TO DO: The listing below should be printed in full and exactly, apart from its images.
START DATA PROVIDED
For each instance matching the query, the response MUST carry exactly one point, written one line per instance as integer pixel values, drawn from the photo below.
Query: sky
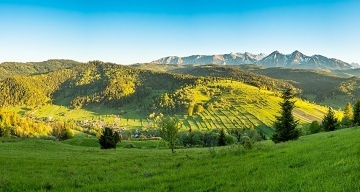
(137, 31)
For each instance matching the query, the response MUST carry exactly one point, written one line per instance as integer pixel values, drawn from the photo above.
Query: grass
(320, 162)
(236, 105)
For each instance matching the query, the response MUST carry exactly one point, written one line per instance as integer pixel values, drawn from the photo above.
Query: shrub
(330, 122)
(246, 142)
(210, 139)
(222, 138)
(109, 139)
(230, 139)
(129, 145)
(314, 127)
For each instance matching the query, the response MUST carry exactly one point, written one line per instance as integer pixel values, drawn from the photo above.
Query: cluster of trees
END DATA PROVIDED
WRITTEN RESPONSE:
For each instance matching the query, the response MUST carry exactly one point, written one line per instance as integer pixel values, drawn from the photo below.
Query: sky
(137, 31)
For each instance matching the query, the response MUST carry exactly one point, written one line per instance as integer pixel values, drawn from the photo above.
Query: grass
(320, 162)
(236, 105)
For each instance matching the query, the response MUST carry exactly one point, written one line per instance as integer pixel values, drawn from the photo above.
Query: shrub
(330, 122)
(246, 142)
(210, 139)
(222, 138)
(109, 139)
(230, 139)
(129, 145)
(314, 127)
For each instance matching the query, the response MUST carry exactly one point, written one line per instance as integer pixel values, drawn from the photo above.
Query: cluster of trees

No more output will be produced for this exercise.